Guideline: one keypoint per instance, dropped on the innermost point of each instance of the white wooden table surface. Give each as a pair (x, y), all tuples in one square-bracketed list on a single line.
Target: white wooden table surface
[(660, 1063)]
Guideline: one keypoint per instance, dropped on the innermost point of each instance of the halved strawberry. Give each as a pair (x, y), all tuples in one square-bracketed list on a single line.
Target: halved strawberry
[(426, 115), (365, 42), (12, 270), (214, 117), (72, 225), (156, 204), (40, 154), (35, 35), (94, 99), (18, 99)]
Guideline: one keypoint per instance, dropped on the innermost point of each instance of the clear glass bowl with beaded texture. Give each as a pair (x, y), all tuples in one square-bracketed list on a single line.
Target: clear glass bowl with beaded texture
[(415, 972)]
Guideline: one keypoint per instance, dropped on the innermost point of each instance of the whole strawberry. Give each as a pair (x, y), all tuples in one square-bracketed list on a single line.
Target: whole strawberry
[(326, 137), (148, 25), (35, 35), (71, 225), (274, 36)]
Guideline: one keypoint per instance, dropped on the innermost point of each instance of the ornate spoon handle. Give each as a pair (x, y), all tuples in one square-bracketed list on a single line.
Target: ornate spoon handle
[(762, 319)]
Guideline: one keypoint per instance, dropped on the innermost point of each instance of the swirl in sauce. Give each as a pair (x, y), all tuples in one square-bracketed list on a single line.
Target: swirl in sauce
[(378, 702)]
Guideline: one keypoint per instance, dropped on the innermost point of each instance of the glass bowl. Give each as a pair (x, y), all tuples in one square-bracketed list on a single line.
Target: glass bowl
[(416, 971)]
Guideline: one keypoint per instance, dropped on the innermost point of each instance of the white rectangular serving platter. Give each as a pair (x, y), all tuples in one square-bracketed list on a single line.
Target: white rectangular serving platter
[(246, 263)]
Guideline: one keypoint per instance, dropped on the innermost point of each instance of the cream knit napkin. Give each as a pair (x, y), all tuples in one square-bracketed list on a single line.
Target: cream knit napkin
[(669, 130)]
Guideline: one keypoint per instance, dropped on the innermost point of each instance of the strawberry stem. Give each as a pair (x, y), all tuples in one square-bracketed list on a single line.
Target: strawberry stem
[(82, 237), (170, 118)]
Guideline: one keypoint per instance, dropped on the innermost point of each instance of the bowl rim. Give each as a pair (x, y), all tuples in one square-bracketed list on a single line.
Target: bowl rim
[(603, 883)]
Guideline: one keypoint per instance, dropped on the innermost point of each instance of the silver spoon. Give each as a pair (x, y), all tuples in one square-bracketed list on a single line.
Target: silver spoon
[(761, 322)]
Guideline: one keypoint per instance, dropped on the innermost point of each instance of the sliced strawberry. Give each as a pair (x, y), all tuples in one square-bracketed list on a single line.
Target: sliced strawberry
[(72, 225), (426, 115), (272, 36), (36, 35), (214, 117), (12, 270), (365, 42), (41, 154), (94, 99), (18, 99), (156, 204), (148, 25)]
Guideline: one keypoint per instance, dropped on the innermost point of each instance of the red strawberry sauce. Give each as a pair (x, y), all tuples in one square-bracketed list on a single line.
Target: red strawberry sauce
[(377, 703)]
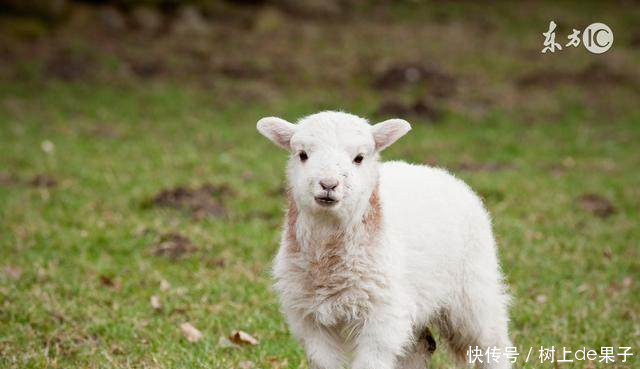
· · · ·
# What is being asked:
Omitting the images, copy the listing exactly.

# Written answer:
Guideline: one keypoint per instance, dropped on the innermost point of each instance of the white wooden table surface. Give each as a pair (x, y), all tuples in one square-bracketed list on a single line.
Target: white wooden table surface
[(660, 1063)]
Guideline: one keypoint per instance, dropped on the innermost point of each instance of the halved strawberry. Give each as a pair (x, y), all tuples in one square-bracketed list on a single line.
Target: halved strawberry
[(426, 115), (365, 42), (12, 270), (214, 117), (72, 225), (156, 204), (40, 154), (35, 35), (94, 99), (18, 99)]
Guideline: one keypoint per instance, dropped on the innermost point of each instance of the clear glass bowl with beaded texture. Give each as a pair (x, y), all tuples in one square-bracketed list on a single line.
Target: clear glass bowl with beaded texture
[(415, 972)]
Guideline: one keypoint per instance, dropped on the innermost point of each instance of the whole strawberry. Give each as a pair (x, y), all tuples in one square-bracketed list on a single line.
Target: whole strawberry
[(326, 137), (148, 25), (35, 35), (71, 225), (274, 36)]
Guideline: one keypoint per instance, dropped on the innermost point of each instance of the ornate spoon handle. Give each as a pair (x, y), all tuples in one square-bracketed list on a single line.
Target: ornate spoon handle
[(762, 319)]
Guideline: one keypoint per instance, dropped on the innermost point of each instance of the swirl in sauce. Give each as a pair (x, y), all tuples in one square-bracketed list on a single line.
Target: swirl in sauce
[(378, 702)]
Guideline: one keypoint per instance, dropped on the innermost point of each instance of the glass bowl. Give each as a pair (x, y), all tuples in one square-bracketed list on a single line.
Target: glass bowl
[(416, 971)]
Guideline: one keypoint per instance, dropped on the innermost point of each instance of the white rectangular serving platter. Give each as a pair (x, y), all tuples in one square-bracketed list on a single line.
Target: white rectangular serving platter
[(246, 263)]
Guideline: one keypoint per instance, dropped on the innermost point of each instance of the cream knit napkin. Give each as a pair (x, y), all tuples in one square-bracketed list on a single line.
Target: cream knit napkin
[(669, 130)]
Guideline: one keypoint per instance, dropped on the innermost point of each instance of the strawberry stem. Give each as a pair (x, y), all tuples in one square-bracketed list on a single line.
Target: strawberry stem
[(82, 237), (170, 118)]
Guideline: one keypoint per instance, dropped on the innermost point of each instance of the bowl rim. Give each as a pair (x, y), all tuples in one square-bracketed list on a single line.
Target: bowl rim
[(603, 883)]
Guideline: one keypoint per instance, dropped on the innermost point of each instance of the silver spoon. Give each as a pair (x, y), all tuples in one square-bracketed list on a single line.
Target: silver spoon
[(761, 322)]
Guideline: one keypoint per instance, dropped on the innermost point of each instance of the sliced strawberry. Give each as a pair (x, y), all tuples in one square-bracketed list on a single line.
Target: sliced strawberry
[(72, 225), (426, 115), (272, 36), (36, 35), (214, 117), (12, 270), (365, 42), (41, 154), (94, 99), (18, 99), (156, 204), (148, 25)]
Guideline: one keypoint per instance, dropped on the innermost point of each instance of the red strawberry sauce. Give each as a pair (x, y), all tuples in one square-bracketed list on a single line.
Target: red strawberry sauce
[(377, 703)]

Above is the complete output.